# PROBLEM DESCRIPTION
Answer these questions about the mailing list post on counting occurrences with HitCollector, one per line:
1. What phrase is given as an example of a subcategory?
2. Up to how many different subcategories per main category can there be?
3. How long did the search with 816218 hits take?
>> Begin DOCUMENT EXCERPT
You are viewing a plain text version of this content. The canonical link for it is here.
Posted to user@lucenenet.apache.org by "M. Kaufmann" <ka...@hispeed.ch> on 2010/07/27 17:06:18 UTC

Re[4]: Counting occurences with HitCollector

Hello Jokin / Ben,
first - thanks for the answer.
sorry for the long response time - some other projects got in between.
I've set up the search with a subsearch:

- Collect all subcategories with a hitcollector (Hashtable)
- search for counts of subcategories in category

Now the next problem is that the subcategory is a phrase (e.g. "English Books").

Depending on the main search there can be up to 500 different subcategories per main category, the faceting search currently takes up ~10-20 times more of the time in comparsion to the main search.

Detailed pseudo code:
- search for occuring categories (results in counts per category -> hashtable)
- search for subcategories with hitcollector (HashTable of all subcategories)
- for each subcategory
      search booleanquery:
             TermQuery category - $category$ - Occur.MUST
             Parsed query subcategory - $subcategory$ - Occur.MUST
      get hits of result and add to datatable
- create dataview for each category to get top 10 results (sorted by count)
...
main search for displaying results

Time measurements (whole search, including main search and debug result displays)
- 341 hits (64 subcategories) - 0.808 seconds
- 2163 hits (601 subcategories) - 7.106 seconds
- 42004 hits (561 subcategories) - 6.994 seconds
- 816218 hits (3411 subcategories) - 47.449 seconds

The most time is used by the faceting and adding the data to the datatable.
Best Regards, Marc

Friday, July 9, 2010, 11:45:57 AM, you wrote:

> Well, the simple facets code it's very old, and i just suggest as a way to
> get the values instead of calling document.doc(). if you are already getting
> from the fieldcache it's ok.
>> End DOCUMENT EXCERPT
>> Begin DATA SUPPLIED
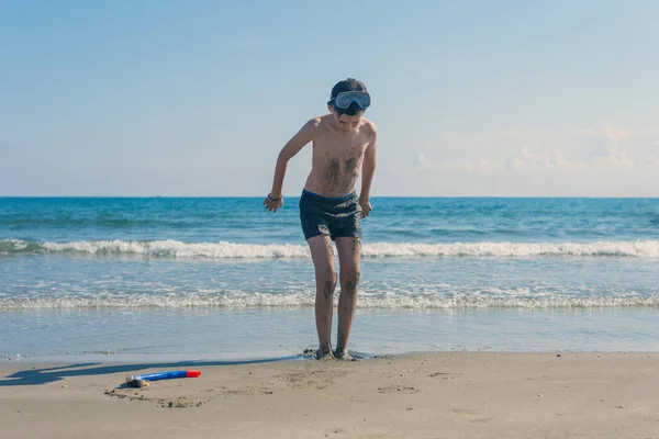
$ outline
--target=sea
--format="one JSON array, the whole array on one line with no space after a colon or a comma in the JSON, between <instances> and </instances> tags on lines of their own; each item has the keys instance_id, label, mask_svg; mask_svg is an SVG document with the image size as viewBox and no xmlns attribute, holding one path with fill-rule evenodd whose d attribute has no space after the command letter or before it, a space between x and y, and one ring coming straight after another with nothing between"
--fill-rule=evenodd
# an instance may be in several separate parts
<instances>
[{"instance_id":1,"label":"sea","mask_svg":"<svg viewBox=\"0 0 659 439\"><path fill-rule=\"evenodd\" d=\"M303 358L298 201L0 199L0 361ZM351 352L659 351L659 199L372 204Z\"/></svg>"}]
</instances>

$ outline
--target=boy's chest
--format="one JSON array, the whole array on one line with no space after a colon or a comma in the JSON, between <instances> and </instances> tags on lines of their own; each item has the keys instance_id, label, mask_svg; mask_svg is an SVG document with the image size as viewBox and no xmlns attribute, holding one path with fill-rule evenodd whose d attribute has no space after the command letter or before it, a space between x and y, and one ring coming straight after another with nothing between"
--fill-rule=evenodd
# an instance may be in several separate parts
<instances>
[{"instance_id":1,"label":"boy's chest","mask_svg":"<svg viewBox=\"0 0 659 439\"><path fill-rule=\"evenodd\" d=\"M314 151L326 157L356 158L364 155L368 142L362 136L324 137L314 140Z\"/></svg>"}]
</instances>

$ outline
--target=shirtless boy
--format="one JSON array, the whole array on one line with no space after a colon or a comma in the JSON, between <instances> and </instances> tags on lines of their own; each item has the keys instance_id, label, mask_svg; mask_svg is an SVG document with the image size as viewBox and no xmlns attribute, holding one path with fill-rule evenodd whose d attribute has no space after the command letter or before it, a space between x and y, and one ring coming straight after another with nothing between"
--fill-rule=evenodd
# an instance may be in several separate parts
<instances>
[{"instance_id":1,"label":"shirtless boy","mask_svg":"<svg viewBox=\"0 0 659 439\"><path fill-rule=\"evenodd\" d=\"M271 212L283 205L281 189L288 162L313 143L311 172L300 198L302 232L315 268L315 319L319 359L351 360L348 339L357 304L360 275L361 218L372 210L370 189L376 170L376 125L362 117L370 105L366 86L356 79L339 81L332 89L330 114L309 121L283 147L277 159L272 191L264 201ZM355 182L362 170L361 192ZM339 262L338 330L332 350L332 312L336 268L332 240Z\"/></svg>"}]
</instances>

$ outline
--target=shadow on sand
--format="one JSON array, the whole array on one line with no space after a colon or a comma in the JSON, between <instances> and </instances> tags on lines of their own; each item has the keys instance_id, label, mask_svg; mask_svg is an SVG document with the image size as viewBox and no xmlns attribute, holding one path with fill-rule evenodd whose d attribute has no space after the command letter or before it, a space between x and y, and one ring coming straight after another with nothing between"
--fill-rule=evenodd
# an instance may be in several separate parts
<instances>
[{"instance_id":1,"label":"shadow on sand","mask_svg":"<svg viewBox=\"0 0 659 439\"><path fill-rule=\"evenodd\" d=\"M213 365L239 365L239 364L258 364L258 363L272 363L278 361L290 361L290 360L306 360L306 356L292 356L292 357L279 357L268 358L261 360L246 360L246 361L178 361L178 362L154 362L154 363L141 363L141 364L103 364L103 363L77 363L70 365L63 365L57 368L42 368L42 369L26 369L11 375L5 376L4 380L0 380L0 387L7 387L12 385L40 385L60 381L68 376L92 376L92 375L104 375L110 373L125 372L126 374L133 375L138 374L138 371L146 369L189 369L200 367L213 367Z\"/></svg>"}]
</instances>

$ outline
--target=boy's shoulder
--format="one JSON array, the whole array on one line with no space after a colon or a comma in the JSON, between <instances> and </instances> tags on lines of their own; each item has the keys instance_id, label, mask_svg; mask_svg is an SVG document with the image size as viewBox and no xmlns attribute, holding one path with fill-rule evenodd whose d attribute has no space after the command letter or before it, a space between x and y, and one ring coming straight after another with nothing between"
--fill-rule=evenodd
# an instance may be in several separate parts
<instances>
[{"instance_id":1,"label":"boy's shoulder","mask_svg":"<svg viewBox=\"0 0 659 439\"><path fill-rule=\"evenodd\" d=\"M366 117L361 117L361 122L362 125L361 127L369 134L377 134L378 133L378 127L376 126L376 124L373 123L373 121L369 121Z\"/></svg>"}]
</instances>

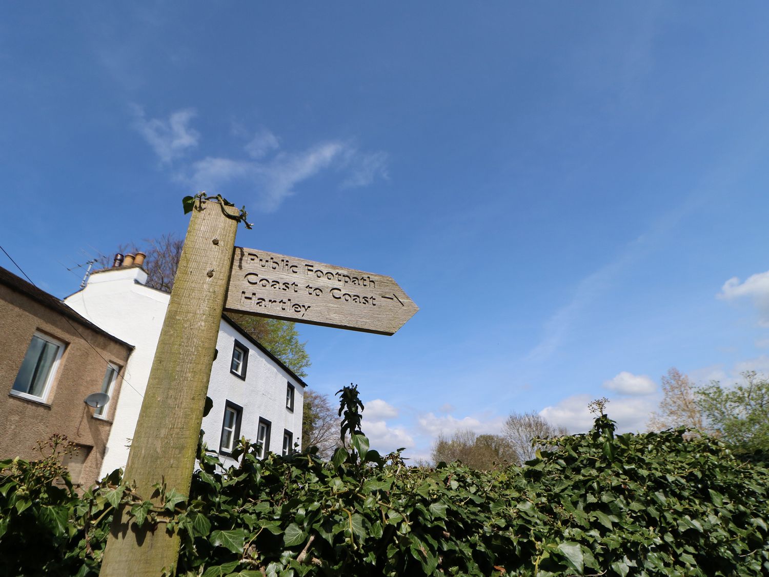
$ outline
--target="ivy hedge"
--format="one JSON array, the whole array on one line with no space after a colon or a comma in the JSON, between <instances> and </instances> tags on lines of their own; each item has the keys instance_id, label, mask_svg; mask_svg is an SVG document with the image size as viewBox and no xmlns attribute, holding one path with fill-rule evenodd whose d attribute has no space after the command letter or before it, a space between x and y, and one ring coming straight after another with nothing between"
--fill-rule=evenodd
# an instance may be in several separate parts
<instances>
[{"instance_id":1,"label":"ivy hedge","mask_svg":"<svg viewBox=\"0 0 769 577\"><path fill-rule=\"evenodd\" d=\"M615 435L602 415L488 472L409 467L352 440L331 462L244 443L226 470L201 450L188 501L158 485L159 504L118 472L78 497L52 485L53 456L0 461L0 574L97 575L123 501L140 525L173 513L181 575L769 575L769 471L717 439Z\"/></svg>"}]
</instances>

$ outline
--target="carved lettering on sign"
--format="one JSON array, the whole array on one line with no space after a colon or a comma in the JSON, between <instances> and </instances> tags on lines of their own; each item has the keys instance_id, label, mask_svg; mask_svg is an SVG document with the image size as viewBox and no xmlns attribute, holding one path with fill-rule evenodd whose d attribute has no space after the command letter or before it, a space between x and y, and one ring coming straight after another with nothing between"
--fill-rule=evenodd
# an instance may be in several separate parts
<instances>
[{"instance_id":1,"label":"carved lettering on sign","mask_svg":"<svg viewBox=\"0 0 769 577\"><path fill-rule=\"evenodd\" d=\"M225 309L384 335L418 310L391 277L238 247Z\"/></svg>"}]
</instances>

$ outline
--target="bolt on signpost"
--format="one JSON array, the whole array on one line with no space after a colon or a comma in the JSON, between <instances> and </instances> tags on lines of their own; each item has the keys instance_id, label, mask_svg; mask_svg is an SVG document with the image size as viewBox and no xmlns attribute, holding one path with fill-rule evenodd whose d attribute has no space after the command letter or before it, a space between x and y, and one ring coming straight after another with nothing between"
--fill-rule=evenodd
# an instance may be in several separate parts
<instances>
[{"instance_id":1,"label":"bolt on signpost","mask_svg":"<svg viewBox=\"0 0 769 577\"><path fill-rule=\"evenodd\" d=\"M388 276L235 247L245 213L217 198L195 198L125 467L125 481L145 500L158 499L161 481L189 492L224 310L381 335L394 334L418 310ZM161 515L138 527L122 505L99 575L173 575L179 539Z\"/></svg>"}]
</instances>

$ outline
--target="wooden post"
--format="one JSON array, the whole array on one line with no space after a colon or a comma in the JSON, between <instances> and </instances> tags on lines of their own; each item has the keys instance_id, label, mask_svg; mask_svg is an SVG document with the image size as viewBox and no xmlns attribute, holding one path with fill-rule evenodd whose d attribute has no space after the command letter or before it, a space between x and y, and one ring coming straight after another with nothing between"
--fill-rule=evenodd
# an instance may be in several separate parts
<instances>
[{"instance_id":1,"label":"wooden post","mask_svg":"<svg viewBox=\"0 0 769 577\"><path fill-rule=\"evenodd\" d=\"M168 490L189 493L238 229L231 217L238 214L233 206L195 201L125 467L125 480L145 500L156 501L152 485L161 480ZM123 506L100 575L175 575L178 550L164 522L139 529Z\"/></svg>"}]
</instances>

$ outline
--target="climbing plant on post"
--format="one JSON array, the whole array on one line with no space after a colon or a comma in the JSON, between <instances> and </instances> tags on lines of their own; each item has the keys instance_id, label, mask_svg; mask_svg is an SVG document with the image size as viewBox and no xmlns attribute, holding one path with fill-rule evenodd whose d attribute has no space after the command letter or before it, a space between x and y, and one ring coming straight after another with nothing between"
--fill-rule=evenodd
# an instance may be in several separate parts
<instances>
[{"instance_id":1,"label":"climbing plant on post","mask_svg":"<svg viewBox=\"0 0 769 577\"><path fill-rule=\"evenodd\" d=\"M189 491L235 233L245 219L221 196L184 202L191 218L125 467L143 502L115 516L106 577L175 572L179 539L165 522Z\"/></svg>"}]
</instances>

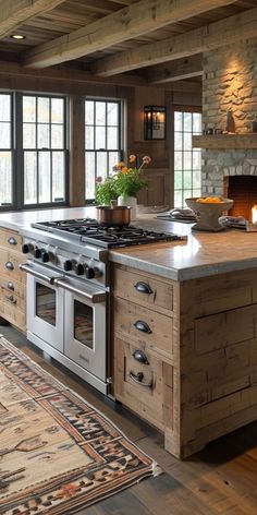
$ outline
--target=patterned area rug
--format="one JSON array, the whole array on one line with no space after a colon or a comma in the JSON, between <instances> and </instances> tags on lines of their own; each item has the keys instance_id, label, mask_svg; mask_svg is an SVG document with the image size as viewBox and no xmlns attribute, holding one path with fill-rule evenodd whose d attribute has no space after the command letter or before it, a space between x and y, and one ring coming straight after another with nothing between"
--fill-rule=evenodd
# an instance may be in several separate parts
<instances>
[{"instance_id":1,"label":"patterned area rug","mask_svg":"<svg viewBox=\"0 0 257 515\"><path fill-rule=\"evenodd\" d=\"M73 514L159 474L108 419L0 335L0 514Z\"/></svg>"}]
</instances>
>> End DATA SUPPLIED
# REPLY
1. "English Books"
2. 500
3. 47.449 seconds